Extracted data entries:
********

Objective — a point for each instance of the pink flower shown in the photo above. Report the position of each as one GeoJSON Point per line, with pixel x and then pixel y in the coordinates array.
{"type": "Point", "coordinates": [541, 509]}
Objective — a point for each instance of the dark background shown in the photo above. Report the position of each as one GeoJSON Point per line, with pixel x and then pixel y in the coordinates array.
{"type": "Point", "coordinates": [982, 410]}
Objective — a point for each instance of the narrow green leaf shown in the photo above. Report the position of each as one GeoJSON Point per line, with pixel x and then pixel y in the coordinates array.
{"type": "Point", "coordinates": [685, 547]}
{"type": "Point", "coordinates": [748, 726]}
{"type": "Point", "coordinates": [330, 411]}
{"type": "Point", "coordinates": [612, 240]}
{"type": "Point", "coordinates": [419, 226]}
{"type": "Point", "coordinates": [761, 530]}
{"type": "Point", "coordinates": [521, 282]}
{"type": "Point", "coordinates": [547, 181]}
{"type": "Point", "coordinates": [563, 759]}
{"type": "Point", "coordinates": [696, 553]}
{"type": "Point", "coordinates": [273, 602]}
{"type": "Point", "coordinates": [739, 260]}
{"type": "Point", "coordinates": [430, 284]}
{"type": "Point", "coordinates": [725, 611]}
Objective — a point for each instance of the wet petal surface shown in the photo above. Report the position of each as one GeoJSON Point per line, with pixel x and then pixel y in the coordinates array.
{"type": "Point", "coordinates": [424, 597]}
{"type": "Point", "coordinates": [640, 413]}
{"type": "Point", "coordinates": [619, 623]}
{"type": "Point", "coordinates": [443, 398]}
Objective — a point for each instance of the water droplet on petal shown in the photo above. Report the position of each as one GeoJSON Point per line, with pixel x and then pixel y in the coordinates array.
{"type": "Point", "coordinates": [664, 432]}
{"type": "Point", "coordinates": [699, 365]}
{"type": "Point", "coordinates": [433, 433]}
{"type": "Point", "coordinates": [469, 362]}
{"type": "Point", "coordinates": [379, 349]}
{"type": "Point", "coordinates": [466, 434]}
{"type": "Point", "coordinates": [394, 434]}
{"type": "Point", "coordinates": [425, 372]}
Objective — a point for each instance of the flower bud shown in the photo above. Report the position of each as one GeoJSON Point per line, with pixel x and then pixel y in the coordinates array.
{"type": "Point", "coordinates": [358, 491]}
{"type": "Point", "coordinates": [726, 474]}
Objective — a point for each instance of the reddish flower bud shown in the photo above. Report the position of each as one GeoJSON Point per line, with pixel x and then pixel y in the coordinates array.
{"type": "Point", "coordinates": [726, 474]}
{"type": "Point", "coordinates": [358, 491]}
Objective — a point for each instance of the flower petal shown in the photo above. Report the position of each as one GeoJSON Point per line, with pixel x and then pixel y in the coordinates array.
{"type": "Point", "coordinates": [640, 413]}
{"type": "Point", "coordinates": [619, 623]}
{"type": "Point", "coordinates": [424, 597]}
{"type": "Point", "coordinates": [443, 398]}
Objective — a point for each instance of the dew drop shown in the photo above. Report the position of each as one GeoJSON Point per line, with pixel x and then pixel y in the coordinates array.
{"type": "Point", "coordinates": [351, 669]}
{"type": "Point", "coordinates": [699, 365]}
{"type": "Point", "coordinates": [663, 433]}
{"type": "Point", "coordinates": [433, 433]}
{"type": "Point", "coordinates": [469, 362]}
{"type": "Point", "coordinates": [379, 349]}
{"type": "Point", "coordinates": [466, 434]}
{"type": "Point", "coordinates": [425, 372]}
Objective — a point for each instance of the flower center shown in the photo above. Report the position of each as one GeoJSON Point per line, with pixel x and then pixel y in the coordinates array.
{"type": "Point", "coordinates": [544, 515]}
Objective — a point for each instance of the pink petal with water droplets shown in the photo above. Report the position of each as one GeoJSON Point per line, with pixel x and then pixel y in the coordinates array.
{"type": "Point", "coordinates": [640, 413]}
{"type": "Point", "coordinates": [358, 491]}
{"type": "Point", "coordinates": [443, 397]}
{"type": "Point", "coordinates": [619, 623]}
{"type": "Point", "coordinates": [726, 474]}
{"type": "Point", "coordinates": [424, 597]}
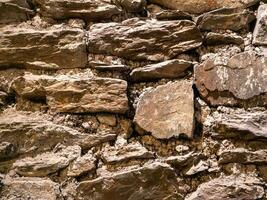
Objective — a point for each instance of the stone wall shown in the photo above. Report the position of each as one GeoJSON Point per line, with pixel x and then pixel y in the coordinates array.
{"type": "Point", "coordinates": [133, 99]}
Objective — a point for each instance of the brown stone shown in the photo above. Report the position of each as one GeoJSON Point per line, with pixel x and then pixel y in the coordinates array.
{"type": "Point", "coordinates": [225, 18]}
{"type": "Point", "coordinates": [167, 111]}
{"type": "Point", "coordinates": [244, 125]}
{"type": "Point", "coordinates": [260, 31]}
{"type": "Point", "coordinates": [124, 152]}
{"type": "Point", "coordinates": [244, 156]}
{"type": "Point", "coordinates": [198, 7]}
{"type": "Point", "coordinates": [136, 39]}
{"type": "Point", "coordinates": [89, 10]}
{"type": "Point", "coordinates": [219, 38]}
{"type": "Point", "coordinates": [55, 48]}
{"type": "Point", "coordinates": [71, 94]}
{"type": "Point", "coordinates": [46, 163]}
{"type": "Point", "coordinates": [30, 188]}
{"type": "Point", "coordinates": [241, 80]}
{"type": "Point", "coordinates": [240, 187]}
{"type": "Point", "coordinates": [31, 133]}
{"type": "Point", "coordinates": [167, 69]}
{"type": "Point", "coordinates": [14, 11]}
{"type": "Point", "coordinates": [156, 181]}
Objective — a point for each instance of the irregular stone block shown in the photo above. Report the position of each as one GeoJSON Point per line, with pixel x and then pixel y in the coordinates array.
{"type": "Point", "coordinates": [167, 111]}
{"type": "Point", "coordinates": [30, 188]}
{"type": "Point", "coordinates": [229, 187]}
{"type": "Point", "coordinates": [244, 156]}
{"type": "Point", "coordinates": [46, 163]}
{"type": "Point", "coordinates": [14, 11]}
{"type": "Point", "coordinates": [167, 69]}
{"type": "Point", "coordinates": [75, 94]}
{"type": "Point", "coordinates": [224, 19]}
{"type": "Point", "coordinates": [239, 81]}
{"type": "Point", "coordinates": [239, 124]}
{"type": "Point", "coordinates": [198, 7]}
{"type": "Point", "coordinates": [31, 133]}
{"type": "Point", "coordinates": [136, 39]}
{"type": "Point", "coordinates": [142, 183]}
{"type": "Point", "coordinates": [89, 10]}
{"type": "Point", "coordinates": [55, 48]}
{"type": "Point", "coordinates": [125, 152]}
{"type": "Point", "coordinates": [260, 31]}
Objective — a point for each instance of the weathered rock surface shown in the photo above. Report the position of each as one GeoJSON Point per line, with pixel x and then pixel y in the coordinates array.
{"type": "Point", "coordinates": [219, 38]}
{"type": "Point", "coordinates": [197, 7]}
{"type": "Point", "coordinates": [260, 31]}
{"type": "Point", "coordinates": [89, 10]}
{"type": "Point", "coordinates": [173, 15]}
{"type": "Point", "coordinates": [167, 111]}
{"type": "Point", "coordinates": [30, 188]}
{"type": "Point", "coordinates": [32, 133]}
{"type": "Point", "coordinates": [74, 94]}
{"type": "Point", "coordinates": [239, 80]}
{"type": "Point", "coordinates": [238, 124]}
{"type": "Point", "coordinates": [14, 11]}
{"type": "Point", "coordinates": [156, 181]}
{"type": "Point", "coordinates": [46, 163]}
{"type": "Point", "coordinates": [82, 165]}
{"type": "Point", "coordinates": [225, 18]}
{"type": "Point", "coordinates": [167, 69]}
{"type": "Point", "coordinates": [131, 5]}
{"type": "Point", "coordinates": [229, 187]}
{"type": "Point", "coordinates": [26, 47]}
{"type": "Point", "coordinates": [136, 39]}
{"type": "Point", "coordinates": [124, 152]}
{"type": "Point", "coordinates": [244, 156]}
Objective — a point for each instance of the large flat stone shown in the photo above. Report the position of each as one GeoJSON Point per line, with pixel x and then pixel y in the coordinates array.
{"type": "Point", "coordinates": [198, 7]}
{"type": "Point", "coordinates": [238, 81]}
{"type": "Point", "coordinates": [74, 94]}
{"type": "Point", "coordinates": [229, 187]}
{"type": "Point", "coordinates": [31, 133]}
{"type": "Point", "coordinates": [55, 48]}
{"type": "Point", "coordinates": [89, 10]}
{"type": "Point", "coordinates": [167, 111]}
{"type": "Point", "coordinates": [167, 69]}
{"type": "Point", "coordinates": [260, 31]}
{"type": "Point", "coordinates": [224, 19]}
{"type": "Point", "coordinates": [244, 125]}
{"type": "Point", "coordinates": [30, 188]}
{"type": "Point", "coordinates": [46, 163]}
{"type": "Point", "coordinates": [136, 39]}
{"type": "Point", "coordinates": [152, 181]}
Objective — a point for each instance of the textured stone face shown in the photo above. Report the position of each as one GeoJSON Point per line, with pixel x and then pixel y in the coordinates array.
{"type": "Point", "coordinates": [14, 11]}
{"type": "Point", "coordinates": [242, 80]}
{"type": "Point", "coordinates": [198, 7]}
{"type": "Point", "coordinates": [244, 156]}
{"type": "Point", "coordinates": [46, 163]}
{"type": "Point", "coordinates": [168, 69]}
{"type": "Point", "coordinates": [136, 39]}
{"type": "Point", "coordinates": [75, 95]}
{"type": "Point", "coordinates": [135, 184]}
{"type": "Point", "coordinates": [238, 124]}
{"type": "Point", "coordinates": [31, 188]}
{"type": "Point", "coordinates": [229, 187]}
{"type": "Point", "coordinates": [89, 10]}
{"type": "Point", "coordinates": [28, 133]}
{"type": "Point", "coordinates": [260, 31]}
{"type": "Point", "coordinates": [42, 49]}
{"type": "Point", "coordinates": [167, 111]}
{"type": "Point", "coordinates": [225, 19]}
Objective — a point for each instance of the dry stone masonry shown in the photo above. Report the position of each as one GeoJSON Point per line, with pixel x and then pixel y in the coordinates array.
{"type": "Point", "coordinates": [133, 99]}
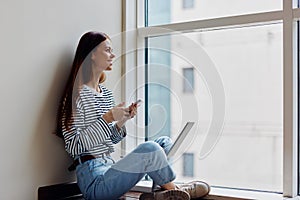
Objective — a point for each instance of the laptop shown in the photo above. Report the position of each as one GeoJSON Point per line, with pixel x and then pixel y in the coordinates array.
{"type": "Point", "coordinates": [179, 140]}
{"type": "Point", "coordinates": [146, 185]}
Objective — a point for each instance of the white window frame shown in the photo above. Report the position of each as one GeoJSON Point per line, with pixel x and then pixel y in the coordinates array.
{"type": "Point", "coordinates": [134, 37]}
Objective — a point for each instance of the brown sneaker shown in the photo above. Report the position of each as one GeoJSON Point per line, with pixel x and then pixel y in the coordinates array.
{"type": "Point", "coordinates": [196, 189]}
{"type": "Point", "coordinates": [166, 195]}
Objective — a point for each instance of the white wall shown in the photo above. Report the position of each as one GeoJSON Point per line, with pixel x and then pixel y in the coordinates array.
{"type": "Point", "coordinates": [38, 40]}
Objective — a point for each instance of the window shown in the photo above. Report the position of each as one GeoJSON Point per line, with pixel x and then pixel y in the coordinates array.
{"type": "Point", "coordinates": [174, 11]}
{"type": "Point", "coordinates": [187, 4]}
{"type": "Point", "coordinates": [249, 61]}
{"type": "Point", "coordinates": [188, 164]}
{"type": "Point", "coordinates": [188, 80]}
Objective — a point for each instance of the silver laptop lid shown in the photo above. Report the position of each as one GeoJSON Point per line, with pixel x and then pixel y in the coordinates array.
{"type": "Point", "coordinates": [186, 129]}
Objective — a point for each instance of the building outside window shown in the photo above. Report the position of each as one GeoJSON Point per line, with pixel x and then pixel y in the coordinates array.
{"type": "Point", "coordinates": [188, 164]}
{"type": "Point", "coordinates": [188, 80]}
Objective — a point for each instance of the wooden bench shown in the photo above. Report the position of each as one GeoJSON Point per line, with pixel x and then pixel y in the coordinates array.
{"type": "Point", "coordinates": [70, 191]}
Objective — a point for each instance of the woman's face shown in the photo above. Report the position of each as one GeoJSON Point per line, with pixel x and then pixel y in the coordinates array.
{"type": "Point", "coordinates": [102, 56]}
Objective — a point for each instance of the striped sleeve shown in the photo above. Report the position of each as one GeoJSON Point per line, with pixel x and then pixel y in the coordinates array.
{"type": "Point", "coordinates": [82, 137]}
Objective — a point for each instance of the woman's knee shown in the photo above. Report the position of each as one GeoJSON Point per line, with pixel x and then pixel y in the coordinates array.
{"type": "Point", "coordinates": [148, 146]}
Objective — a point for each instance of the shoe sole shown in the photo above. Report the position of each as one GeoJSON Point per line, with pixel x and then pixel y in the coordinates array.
{"type": "Point", "coordinates": [166, 195]}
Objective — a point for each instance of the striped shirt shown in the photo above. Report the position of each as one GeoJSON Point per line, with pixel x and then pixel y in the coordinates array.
{"type": "Point", "coordinates": [90, 134]}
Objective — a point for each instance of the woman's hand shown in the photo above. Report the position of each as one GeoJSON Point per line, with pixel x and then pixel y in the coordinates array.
{"type": "Point", "coordinates": [117, 113]}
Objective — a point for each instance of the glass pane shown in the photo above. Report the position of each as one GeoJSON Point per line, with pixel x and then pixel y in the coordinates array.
{"type": "Point", "coordinates": [245, 64]}
{"type": "Point", "coordinates": [173, 11]}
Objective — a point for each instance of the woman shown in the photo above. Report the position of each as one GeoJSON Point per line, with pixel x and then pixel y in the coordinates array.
{"type": "Point", "coordinates": [91, 124]}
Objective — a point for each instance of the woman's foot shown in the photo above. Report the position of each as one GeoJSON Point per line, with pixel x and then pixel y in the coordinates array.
{"type": "Point", "coordinates": [166, 195]}
{"type": "Point", "coordinates": [196, 189]}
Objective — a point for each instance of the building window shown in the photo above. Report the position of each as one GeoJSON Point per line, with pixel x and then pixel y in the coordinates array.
{"type": "Point", "coordinates": [188, 164]}
{"type": "Point", "coordinates": [187, 4]}
{"type": "Point", "coordinates": [188, 80]}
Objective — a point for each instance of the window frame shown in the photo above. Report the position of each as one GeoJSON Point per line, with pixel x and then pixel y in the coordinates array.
{"type": "Point", "coordinates": [134, 10]}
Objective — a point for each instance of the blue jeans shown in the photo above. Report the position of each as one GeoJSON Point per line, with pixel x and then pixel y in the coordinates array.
{"type": "Point", "coordinates": [104, 179]}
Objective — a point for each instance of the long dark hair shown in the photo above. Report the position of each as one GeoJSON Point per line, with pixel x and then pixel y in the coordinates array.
{"type": "Point", "coordinates": [80, 74]}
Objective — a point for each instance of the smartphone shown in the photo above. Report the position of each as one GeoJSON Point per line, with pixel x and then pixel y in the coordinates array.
{"type": "Point", "coordinates": [138, 102]}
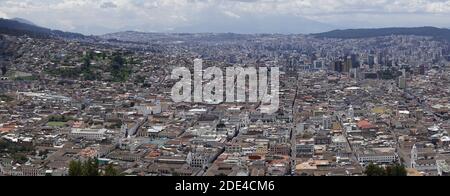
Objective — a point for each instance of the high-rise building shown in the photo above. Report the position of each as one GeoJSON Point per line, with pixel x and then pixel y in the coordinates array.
{"type": "Point", "coordinates": [327, 122]}
{"type": "Point", "coordinates": [348, 65]}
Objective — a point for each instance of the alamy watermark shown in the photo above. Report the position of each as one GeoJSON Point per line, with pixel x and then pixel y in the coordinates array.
{"type": "Point", "coordinates": [208, 86]}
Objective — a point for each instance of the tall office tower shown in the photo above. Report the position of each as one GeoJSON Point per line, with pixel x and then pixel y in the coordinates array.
{"type": "Point", "coordinates": [355, 62]}
{"type": "Point", "coordinates": [422, 70]}
{"type": "Point", "coordinates": [371, 60]}
{"type": "Point", "coordinates": [402, 80]}
{"type": "Point", "coordinates": [347, 65]}
{"type": "Point", "coordinates": [326, 122]}
{"type": "Point", "coordinates": [351, 113]}
{"type": "Point", "coordinates": [337, 66]}
{"type": "Point", "coordinates": [300, 128]}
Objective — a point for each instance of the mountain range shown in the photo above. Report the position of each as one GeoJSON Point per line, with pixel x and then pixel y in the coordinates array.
{"type": "Point", "coordinates": [437, 33]}
{"type": "Point", "coordinates": [19, 26]}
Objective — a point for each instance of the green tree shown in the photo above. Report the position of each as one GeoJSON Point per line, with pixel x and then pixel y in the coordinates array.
{"type": "Point", "coordinates": [396, 170]}
{"type": "Point", "coordinates": [90, 167]}
{"type": "Point", "coordinates": [374, 170]}
{"type": "Point", "coordinates": [75, 168]}
{"type": "Point", "coordinates": [111, 171]}
{"type": "Point", "coordinates": [4, 70]}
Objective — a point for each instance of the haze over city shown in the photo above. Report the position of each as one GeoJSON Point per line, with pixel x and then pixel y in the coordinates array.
{"type": "Point", "coordinates": [236, 16]}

********

**Exercise:**
Render everything in the material from the line containing "Objective — a point for each instance of the tall" down to the end as a two-column CSV with the headers text and answer. Give one row for each line starting with "Objective", and put its wording and the points that follow it each in one quoted field, with line breaks replaced by spaces.

**Finished answer:**
text,answer
"Objective — a point for each instance of the tall office tower shown in the photo above. Report the position of each as one GeoJSON Point per line, with pixel x and then pixel y in the coordinates array.","{""type"": ""Point"", ""coordinates"": [355, 62]} {""type"": ""Point"", ""coordinates"": [422, 70]} {""type"": ""Point"", ""coordinates"": [371, 60]} {""type"": ""Point"", ""coordinates"": [402, 80]} {""type"": ""Point"", ""coordinates"": [347, 65]} {""type"": ""Point"", ""coordinates"": [326, 122]} {""type"": ""Point"", ""coordinates"": [351, 113]} {""type"": ""Point"", ""coordinates"": [337, 66]} {""type"": ""Point"", ""coordinates"": [300, 128]}"
"Objective — a point for each instance of the mountain range shown in the photo above. Report the position of each as one GeoJSON Point per line, with pixel x and then pixel y in the coordinates array.","{""type"": ""Point"", ""coordinates"": [437, 33]} {""type"": ""Point"", ""coordinates"": [19, 26]}"
"Objective — a point for each instance of the green tree shown in the photo above. Report the position of each as one GeoJSON Point per line, with pixel x and then pixel y in the coordinates array.","{""type"": ""Point"", ""coordinates"": [396, 170]} {""type"": ""Point"", ""coordinates"": [90, 167]} {""type"": ""Point"", ""coordinates"": [374, 170]} {""type"": ""Point"", ""coordinates"": [75, 168]} {""type"": ""Point"", ""coordinates"": [111, 171]} {""type"": ""Point"", ""coordinates"": [4, 70]}"
"Objective — a point for each instance of the haze over city shown in the photo above. Report the position of each as one GeoJSON Point per line, with pixel x and then pixel y in the coordinates array.","{""type"": ""Point"", ""coordinates"": [236, 16]}"